**EXTRACT TO READ:**

——————————

The movie, which stars Samuel L. Jackson and Tommy Lee Jones, shows Yemenis clashing with and shooting U.S. Marines guarding their embassy.

Yemen has not had a riot against the United States in almost 10 years, and it says it is unfair to portray its people as anti-American. A letter the government sent to the Arab League on Thursday demanded the League boycott Paramount Pictures and the movie, a Foreign Ministry official said.

The film has not been released in the Arab world.

Yemen is still smarting from the deaths of four British and Australian tourists in December 1998. The men had been taken hostage by a Muslim extremist group and were killed in a botched rescue attempt.

Since then, the government has been at pains to protect foreign tourists, especially Americans, from tribes who kidnap foreigners to pressure the government into providing them with better living conditions. The hostages usually are treated like honored guests. Apart from the 1998 deaths, the captives have been released unharmed.

In "Rules of Engagement," which opened in the United States on April 7, an unruly crowd of Yemeni demonstrators is protesting at the American Embassy in the Yemeni capital, San`a. Helicopters deliver a Marine platoon to the site, where gunfire is heard.

Under fire, Col. Terry Childers (Jackson) leads the ambassador, his wife and young son to a helicopter, then returns to the embassy roof and finds that three of his Marines have been killed by demonstrators' guns. He orders his men to open fire. Eighty-three Yemeni men, women and children are killed.

In the film, Childers faces a court-martial for violating the rules of engagement by killing unarmed civilians. He chooses his former Vietnam comrade Col. Hays Hodges (Jones) to be his defense lawyer.

Paramount, which produced the movie, says "Rules of Engagement" is a fictional account of the consequences of extremism in all its forms.

"The film is not an indictment of any government, culture or people," a Paramount statement said.

But the movie has also drawn condemnation from Arab-American and Muslim-American groups in the United States, many of which have previously protested what they considered negative portrayals of Arabs in Hollywood films. The American-Arab Anti-Discrimination Committee released a statement calling Paramount's release "probably the most vicious anti-Arab racist film ever made by a major Hollywood studio."

There were voices in the Arab world that disagreed with the uproar, though.

Ibrahim al-Arees, a movie critic for the internationally published Arabic-language Al-Hayat daily, said Arabs should wait and see the movie before reacting.

"When it comes to American movies, there's a lot of prejudice in the Arab world, a lack of maturity and preconceived notions that America is made up of one bloc and that that bloc is anti-Arab," al-Arees said. "Some American movies have actually portrayed Arabs positively."

——————————

**DATA ENTRIES:**

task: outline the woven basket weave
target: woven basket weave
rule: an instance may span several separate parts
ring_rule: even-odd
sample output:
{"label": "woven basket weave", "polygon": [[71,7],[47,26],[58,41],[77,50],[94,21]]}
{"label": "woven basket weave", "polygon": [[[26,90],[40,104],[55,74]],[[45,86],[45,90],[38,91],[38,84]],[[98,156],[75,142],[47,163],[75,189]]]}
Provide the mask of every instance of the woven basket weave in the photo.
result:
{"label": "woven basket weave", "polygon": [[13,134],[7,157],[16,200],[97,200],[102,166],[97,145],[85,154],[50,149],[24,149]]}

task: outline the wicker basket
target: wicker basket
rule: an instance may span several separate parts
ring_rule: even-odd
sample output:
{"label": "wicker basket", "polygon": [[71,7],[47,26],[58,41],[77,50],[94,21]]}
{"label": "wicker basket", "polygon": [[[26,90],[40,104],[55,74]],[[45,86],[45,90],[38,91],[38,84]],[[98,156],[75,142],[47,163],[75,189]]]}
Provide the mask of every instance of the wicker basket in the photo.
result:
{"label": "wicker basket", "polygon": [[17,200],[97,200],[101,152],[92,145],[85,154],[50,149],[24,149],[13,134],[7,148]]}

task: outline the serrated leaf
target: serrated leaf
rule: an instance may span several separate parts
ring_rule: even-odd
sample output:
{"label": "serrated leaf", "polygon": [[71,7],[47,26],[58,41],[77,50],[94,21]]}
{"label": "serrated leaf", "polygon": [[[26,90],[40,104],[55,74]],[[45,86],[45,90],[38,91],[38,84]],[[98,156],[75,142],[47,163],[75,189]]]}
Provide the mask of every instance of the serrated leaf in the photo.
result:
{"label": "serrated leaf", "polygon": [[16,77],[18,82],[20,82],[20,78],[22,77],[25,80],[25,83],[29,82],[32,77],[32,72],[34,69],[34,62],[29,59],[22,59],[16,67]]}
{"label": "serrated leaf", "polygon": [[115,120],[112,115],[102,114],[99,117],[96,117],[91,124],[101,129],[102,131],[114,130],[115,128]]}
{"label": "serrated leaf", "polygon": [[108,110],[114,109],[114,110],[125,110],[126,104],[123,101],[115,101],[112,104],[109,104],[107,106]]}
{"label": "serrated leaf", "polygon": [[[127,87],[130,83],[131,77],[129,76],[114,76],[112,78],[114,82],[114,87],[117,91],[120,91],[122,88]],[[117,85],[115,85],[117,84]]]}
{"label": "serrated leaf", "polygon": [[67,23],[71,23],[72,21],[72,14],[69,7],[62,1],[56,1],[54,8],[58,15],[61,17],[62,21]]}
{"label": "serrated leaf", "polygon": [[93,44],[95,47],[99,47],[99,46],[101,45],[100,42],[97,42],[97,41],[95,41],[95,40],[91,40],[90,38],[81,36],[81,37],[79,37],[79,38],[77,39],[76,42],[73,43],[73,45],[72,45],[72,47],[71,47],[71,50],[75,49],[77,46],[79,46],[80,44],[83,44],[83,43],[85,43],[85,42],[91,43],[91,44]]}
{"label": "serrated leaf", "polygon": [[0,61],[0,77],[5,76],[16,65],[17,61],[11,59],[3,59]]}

——————————

**REQUIRED TASKS:**
• 1. Decide whether each statement below agrees with the article about Yemen and the film, and answer yes or no with the article's deciding words quoted exactly. (a) The film had already been released in the Arab world. (b) In the film, eighty-three Yemeni men, women and children are killed. (c) Ibrahim al-Arees is a critic for an English-language daily.
• 2. Pick out and copy every line of the records that contains the word "photo", where case counts.

**RESULTS OF THE EXERCISE:**
• 1.
(a) No: "The film has not been released in the Arab world."
(b) Yes: "Eighty-three Yemeni men, women and children are killed."
(c) No: "a movie critic for the internationally published Arabic-language Al-Hayat daily"

• 2.
Provide the mask of every instance of the woven basket weave in the photo.
Provide the mask of every instance of the wicker basket in the photo.
Provide the mask of every instance of the serrated leaf in the photo.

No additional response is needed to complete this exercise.